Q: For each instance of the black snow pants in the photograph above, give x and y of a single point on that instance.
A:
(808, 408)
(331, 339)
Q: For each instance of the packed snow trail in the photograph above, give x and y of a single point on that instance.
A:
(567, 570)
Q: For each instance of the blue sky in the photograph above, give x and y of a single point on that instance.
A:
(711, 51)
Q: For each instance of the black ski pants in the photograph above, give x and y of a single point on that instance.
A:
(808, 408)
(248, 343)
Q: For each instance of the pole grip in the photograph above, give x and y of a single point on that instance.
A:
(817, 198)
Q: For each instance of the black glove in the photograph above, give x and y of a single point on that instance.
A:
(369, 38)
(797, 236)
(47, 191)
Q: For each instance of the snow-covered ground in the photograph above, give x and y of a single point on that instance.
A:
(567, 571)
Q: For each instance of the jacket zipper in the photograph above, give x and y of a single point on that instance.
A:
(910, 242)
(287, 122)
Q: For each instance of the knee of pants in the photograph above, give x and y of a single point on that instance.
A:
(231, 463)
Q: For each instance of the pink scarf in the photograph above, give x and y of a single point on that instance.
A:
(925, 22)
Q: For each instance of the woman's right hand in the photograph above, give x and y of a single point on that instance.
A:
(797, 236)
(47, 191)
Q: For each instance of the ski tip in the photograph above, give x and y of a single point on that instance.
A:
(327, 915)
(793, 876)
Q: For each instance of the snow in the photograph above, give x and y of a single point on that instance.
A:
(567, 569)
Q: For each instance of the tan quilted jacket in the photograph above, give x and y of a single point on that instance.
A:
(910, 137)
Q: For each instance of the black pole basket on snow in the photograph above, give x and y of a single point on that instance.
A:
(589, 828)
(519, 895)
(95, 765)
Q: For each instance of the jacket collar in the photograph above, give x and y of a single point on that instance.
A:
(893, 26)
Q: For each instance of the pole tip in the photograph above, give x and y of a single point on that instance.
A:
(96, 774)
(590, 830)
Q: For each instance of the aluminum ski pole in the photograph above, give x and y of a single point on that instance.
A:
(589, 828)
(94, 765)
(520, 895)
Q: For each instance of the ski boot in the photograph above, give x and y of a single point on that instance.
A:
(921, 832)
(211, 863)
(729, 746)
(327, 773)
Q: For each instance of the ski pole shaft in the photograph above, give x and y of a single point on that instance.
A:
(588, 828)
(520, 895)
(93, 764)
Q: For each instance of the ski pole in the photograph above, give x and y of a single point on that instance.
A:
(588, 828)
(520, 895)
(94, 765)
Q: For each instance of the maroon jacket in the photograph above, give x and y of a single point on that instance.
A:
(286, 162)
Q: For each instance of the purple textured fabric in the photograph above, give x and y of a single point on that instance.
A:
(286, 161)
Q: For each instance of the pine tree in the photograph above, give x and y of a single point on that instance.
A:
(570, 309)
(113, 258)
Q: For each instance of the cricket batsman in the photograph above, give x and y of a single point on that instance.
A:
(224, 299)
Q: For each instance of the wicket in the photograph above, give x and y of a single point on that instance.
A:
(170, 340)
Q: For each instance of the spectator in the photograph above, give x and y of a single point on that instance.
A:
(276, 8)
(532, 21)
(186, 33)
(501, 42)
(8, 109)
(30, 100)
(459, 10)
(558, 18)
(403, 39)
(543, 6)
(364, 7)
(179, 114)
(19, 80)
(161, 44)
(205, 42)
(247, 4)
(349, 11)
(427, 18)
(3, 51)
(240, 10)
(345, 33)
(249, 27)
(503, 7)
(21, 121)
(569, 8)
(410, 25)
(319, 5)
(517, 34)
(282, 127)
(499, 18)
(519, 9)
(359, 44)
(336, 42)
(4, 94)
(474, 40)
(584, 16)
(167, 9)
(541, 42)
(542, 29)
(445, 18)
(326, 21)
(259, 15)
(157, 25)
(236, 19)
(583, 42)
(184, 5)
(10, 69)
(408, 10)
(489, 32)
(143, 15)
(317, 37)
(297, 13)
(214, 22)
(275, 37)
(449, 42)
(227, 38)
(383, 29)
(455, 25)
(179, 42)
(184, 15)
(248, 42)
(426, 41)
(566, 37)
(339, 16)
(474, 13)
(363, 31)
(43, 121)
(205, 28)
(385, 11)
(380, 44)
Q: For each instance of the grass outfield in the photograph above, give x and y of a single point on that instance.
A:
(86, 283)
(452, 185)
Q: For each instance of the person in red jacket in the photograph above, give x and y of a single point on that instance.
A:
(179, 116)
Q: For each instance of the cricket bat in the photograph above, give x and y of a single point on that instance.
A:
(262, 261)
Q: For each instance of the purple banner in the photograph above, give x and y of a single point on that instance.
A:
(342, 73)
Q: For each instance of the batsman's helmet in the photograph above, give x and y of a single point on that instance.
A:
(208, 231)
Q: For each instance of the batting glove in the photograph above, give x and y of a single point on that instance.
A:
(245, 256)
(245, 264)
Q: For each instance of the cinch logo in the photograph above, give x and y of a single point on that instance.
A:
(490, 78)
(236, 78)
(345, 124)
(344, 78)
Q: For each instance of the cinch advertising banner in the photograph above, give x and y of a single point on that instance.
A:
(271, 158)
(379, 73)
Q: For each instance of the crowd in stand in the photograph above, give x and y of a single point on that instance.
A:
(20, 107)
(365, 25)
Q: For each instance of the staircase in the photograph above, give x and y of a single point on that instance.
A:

---------------

**About this task**
Each entry shown above should be copied out exactly.

**Answer section**
Q: For each instance of the black snow pants in the photograph above, give x and y of a single point on that instance.
A:
(808, 408)
(331, 339)
Q: For each instance of the packed snow trail in the photograph above, give x and y of a single point on that instance.
A:
(567, 570)
Q: For each instance of the blue sky in the photograph above, give x and y of a single point on that instance.
A:
(711, 51)
Q: For each instance of the black ski pants in the photograph above, give x and y of a single point on that instance.
A:
(808, 408)
(248, 343)
Q: For each instance of the pole grip in the photograph above, give x and y of a single point on that instance.
A:
(817, 198)
Q: For each instance of the black glove in the photograph above, give x and y of a single point on that instance.
A:
(369, 38)
(797, 236)
(47, 191)
Q: For each instance of the snow-covered ground in the photograph above, give x and y of a single point on that instance.
A:
(567, 571)
Q: For each instance of the jacket zipper in the photograph above, give x and y of a single point on that instance.
A:
(910, 242)
(287, 122)
Q: For each instance of the knee of pants in the photograph above, give x and y of a single point on that instance.
A:
(231, 463)
Q: For each instance of the pink scarf in the photograph above, give x and y of a single point on that instance.
A:
(925, 22)
Q: For each instance of the woman's right hand in the photograph above, give x and y of a single point on that instance.
A:
(797, 236)
(47, 191)
Q: For each instance of the ski tip in the photograph above, give x and y of a single point on that instance.
A:
(327, 915)
(793, 876)
Q: For each instance of the snow in the photograph above, give x and y of a single point on that instance.
A:
(567, 569)
Q: For each instance of the tan quilted jacket in the photograph above, give x and y of a single point on that instance.
A:
(910, 137)
Q: For each instance of the black pole basket on snow in the photograph above, give x and y of a single point on that instance.
A:
(589, 828)
(519, 895)
(95, 765)
Q: For each instance of the jacket collar in the photograph above, give x and y of a single point on that instance.
A:
(893, 26)
Q: For each instance of the pole tip in the photograph above, give x and y of a single point on that instance.
A:
(96, 774)
(590, 830)
Q: For each instance of the aluminum ski pole in the photograph above, give x and y of a single point on that instance.
A:
(589, 828)
(94, 765)
(520, 895)
Q: For each instance of the ski boot in the photograph above, give x and y of a single point on that instance.
A:
(921, 832)
(211, 863)
(729, 746)
(327, 773)
Q: For each instance of the ski pole shaft in the photograph above, give x and y of a single point on that instance.
A:
(588, 828)
(520, 895)
(93, 764)
Q: For each instance of the ski pole in the photograph above, give x and y of a single point on that instance.
A:
(588, 828)
(520, 895)
(94, 765)
Q: For each instance of the maroon jacket in the photograph above, give x and y of a single point on that instance.
A:
(286, 162)
Q: For each instance of the purple textured fabric in the photograph above, give x and y of a single point on that instance.
A:
(286, 161)
Q: For each instance of the pine tree in the photograph above, give x and y of a single point on that instance.
A:
(570, 309)
(113, 258)
Q: For each instance of the cricket batsman in the photograph above, give x and y of a single point on that instance.
A:
(224, 299)
Q: For each instance of the wicket in the photograph above, give x and y of a single point on that instance.
A:
(170, 340)
Q: For each instance of the spectator in the photograph above, give x and y of a single point on that instance.
A:
(276, 8)
(532, 21)
(186, 33)
(501, 42)
(8, 109)
(30, 100)
(459, 10)
(558, 18)
(403, 39)
(543, 6)
(364, 7)
(179, 114)
(19, 80)
(161, 44)
(205, 42)
(247, 4)
(349, 11)
(427, 18)
(3, 51)
(240, 10)
(345, 33)
(249, 27)
(503, 7)
(21, 121)
(569, 8)
(410, 25)
(319, 5)
(517, 34)
(282, 127)
(499, 18)
(519, 9)
(359, 44)
(336, 42)
(4, 94)
(474, 40)
(584, 16)
(167, 9)
(541, 42)
(542, 29)
(445, 18)
(326, 21)
(259, 15)
(157, 25)
(236, 19)
(583, 42)
(184, 5)
(10, 69)
(408, 10)
(489, 32)
(143, 15)
(317, 37)
(297, 13)
(214, 22)
(275, 37)
(449, 42)
(227, 38)
(383, 29)
(455, 25)
(179, 42)
(184, 15)
(248, 42)
(426, 41)
(566, 37)
(339, 16)
(474, 13)
(363, 31)
(43, 121)
(205, 28)
(385, 11)
(380, 44)
Q: For each instance of the grass outfield in the photograph above, give x and y of a single point on that instance.
A:
(86, 283)
(452, 185)
Q: For each instance of the person in red jacket in the photograph above, give x and y of a single point on that instance.
A:
(179, 116)
Q: For each instance of the cricket bat in the photograph above, give x and y of a single point on that instance.
A:
(262, 261)
Q: For each instance of the purple banner in the photograph above, give x and y of a single point on that instance.
A:
(342, 73)
Q: For each instance of the batsman's helmet in the photograph above, give x and y of a single point on that instance.
A:
(208, 231)
Q: For each instance of the batting glove in the photograph above, give x and y of a single point on that instance.
A:
(245, 256)
(245, 264)
Q: For each instance of the cinch logo in the photograph above, give x and y of a single point on that instance.
A:
(490, 78)
(236, 78)
(345, 124)
(344, 78)
Q: For each instance of the cinch advertising banner in the photograph above, give x and y of a single point on that instance.
A:
(271, 158)
(379, 73)
Q: For each instance of the crowd in stand in the photograph above, give x and y of a single point on that instance.
A:
(20, 107)
(365, 25)
Q: For each instance of the staircase in the photograph above, give x and y of a single point on that instance.
A:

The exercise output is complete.